The vertical line across both graphs acts as an indicator for which month is being shown on the map. That way the user can easily compare what they see on the chart to what they see on the map.
Considering that we are dealing with subway data, it was natural to allow the user to filter their data by train. So, we decided to use a selection menu that allows the user to select their desired train and then highlighted the stations corresponding to that train in the map. We originally used a dropdown menu, but this menu did not show the user which train is currently selected. The selection menu, on the other hand, does show this information and allows the user to pick a train in an intuitive way. With this feature, the user can search for any correlations in the data depending on train.
We also figured that a natural flow when using this visualization is to start with the map, then choose a train, and then choose a station. This way the user is progressively zooming in more and more on the data. So, we used careful messaging to encourage this. However, the user can perform these actions in whatever order they wish.
Implementing this assignment was a bit challenging at times. However, we found a fair amount of resources online and the staff was helpful during office hours. We collaborated over Zoom to plan out our design and tasks. We also created a list of tasks to ensure that we completed all the features that we planned. In addition, we checked in very frequently over text to get feedback and help each other debug.

▶ **Required work**:
[A] Answer these questions from the subway visualization write-up:
(i) What does the vertical line across both graphs indicate?
(ii) What shortcoming of the original dropdown menu does the write-up mention?
(iii) What did the team use to collaborate when planning the design and tasks?
[B] Can you reproduce the stretch of the subway visualization write-up from "We also figured" through "each other debug." word for word?
You won't need the data to complete anything here.

▶ **Material shown**:
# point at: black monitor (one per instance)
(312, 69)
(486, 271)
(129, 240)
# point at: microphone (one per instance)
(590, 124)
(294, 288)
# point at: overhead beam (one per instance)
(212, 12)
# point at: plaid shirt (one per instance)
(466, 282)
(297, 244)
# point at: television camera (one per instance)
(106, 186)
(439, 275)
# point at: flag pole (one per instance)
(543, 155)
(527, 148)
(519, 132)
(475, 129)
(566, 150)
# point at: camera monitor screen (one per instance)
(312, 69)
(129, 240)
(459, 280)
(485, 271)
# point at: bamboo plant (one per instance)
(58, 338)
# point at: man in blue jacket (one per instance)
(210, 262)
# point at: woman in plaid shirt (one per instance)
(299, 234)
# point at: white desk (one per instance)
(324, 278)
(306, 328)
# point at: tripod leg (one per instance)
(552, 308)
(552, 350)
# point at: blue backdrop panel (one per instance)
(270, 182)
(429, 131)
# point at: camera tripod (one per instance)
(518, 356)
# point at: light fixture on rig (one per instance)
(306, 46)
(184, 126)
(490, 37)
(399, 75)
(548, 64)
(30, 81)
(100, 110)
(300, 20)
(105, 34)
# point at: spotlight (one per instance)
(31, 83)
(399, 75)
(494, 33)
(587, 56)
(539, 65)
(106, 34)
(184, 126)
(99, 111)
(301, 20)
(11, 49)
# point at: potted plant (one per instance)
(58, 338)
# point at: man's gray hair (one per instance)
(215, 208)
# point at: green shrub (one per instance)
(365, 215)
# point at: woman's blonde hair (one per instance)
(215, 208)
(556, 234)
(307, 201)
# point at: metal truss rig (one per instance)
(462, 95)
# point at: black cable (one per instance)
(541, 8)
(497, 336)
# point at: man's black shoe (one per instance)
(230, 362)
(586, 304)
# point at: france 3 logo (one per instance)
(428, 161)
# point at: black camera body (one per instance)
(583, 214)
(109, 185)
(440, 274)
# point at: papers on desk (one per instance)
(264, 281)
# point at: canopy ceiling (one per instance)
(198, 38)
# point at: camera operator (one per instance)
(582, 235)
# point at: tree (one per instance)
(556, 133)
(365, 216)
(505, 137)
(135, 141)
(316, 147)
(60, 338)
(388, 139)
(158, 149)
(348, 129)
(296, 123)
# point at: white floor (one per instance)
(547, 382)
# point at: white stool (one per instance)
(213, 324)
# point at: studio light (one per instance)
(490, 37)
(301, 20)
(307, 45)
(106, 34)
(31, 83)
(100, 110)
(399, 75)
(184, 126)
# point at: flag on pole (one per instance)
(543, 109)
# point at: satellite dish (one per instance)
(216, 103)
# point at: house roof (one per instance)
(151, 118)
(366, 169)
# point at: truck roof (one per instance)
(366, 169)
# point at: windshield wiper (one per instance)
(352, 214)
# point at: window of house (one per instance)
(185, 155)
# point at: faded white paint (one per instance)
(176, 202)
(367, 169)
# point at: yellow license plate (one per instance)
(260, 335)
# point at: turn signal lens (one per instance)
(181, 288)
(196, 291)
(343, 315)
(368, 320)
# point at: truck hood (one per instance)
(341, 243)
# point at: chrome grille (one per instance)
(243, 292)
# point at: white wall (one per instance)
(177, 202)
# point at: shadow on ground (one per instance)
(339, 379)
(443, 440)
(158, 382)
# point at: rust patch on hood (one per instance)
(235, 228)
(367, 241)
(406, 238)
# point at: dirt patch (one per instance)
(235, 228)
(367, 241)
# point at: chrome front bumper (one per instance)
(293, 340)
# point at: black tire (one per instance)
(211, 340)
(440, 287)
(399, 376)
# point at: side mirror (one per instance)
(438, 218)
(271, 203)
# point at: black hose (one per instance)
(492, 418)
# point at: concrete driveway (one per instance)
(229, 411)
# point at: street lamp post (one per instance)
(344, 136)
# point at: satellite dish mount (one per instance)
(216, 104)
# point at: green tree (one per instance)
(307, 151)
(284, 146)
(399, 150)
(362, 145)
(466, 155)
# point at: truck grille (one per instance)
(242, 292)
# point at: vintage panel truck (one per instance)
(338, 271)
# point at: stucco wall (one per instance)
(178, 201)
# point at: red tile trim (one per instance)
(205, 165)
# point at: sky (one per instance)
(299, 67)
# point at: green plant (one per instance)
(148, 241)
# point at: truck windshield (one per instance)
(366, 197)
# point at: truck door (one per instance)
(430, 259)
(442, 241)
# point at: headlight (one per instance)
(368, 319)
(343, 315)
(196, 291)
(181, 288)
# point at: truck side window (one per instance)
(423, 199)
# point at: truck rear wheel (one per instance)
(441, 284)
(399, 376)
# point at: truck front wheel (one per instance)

▶ **Answers in order**:
[A]
(i) Which month is being shown on the map.
(ii) It did not show the user which train is currently selected.
(iii) Zoom.

[B]
We also figured that a natural flow when using this visualization is to start with the map, then choose a train, and then choose a station. This way the user is progressively zooming in more and more on the data. So, we used careful messaging to encourage this. However, the user can perform these actions in whatever order they wish.
Implementing this assignment was a bit challenging at times. However, we found a fair amount of resources online and the staff was helpful during office hours. We collaborated over Zoom to plan out our design and tasks. We also created a list of tasks to ensure that we completed all the features that we planned. In addition, we checked in very frequently over text to get feedback and help each other debug.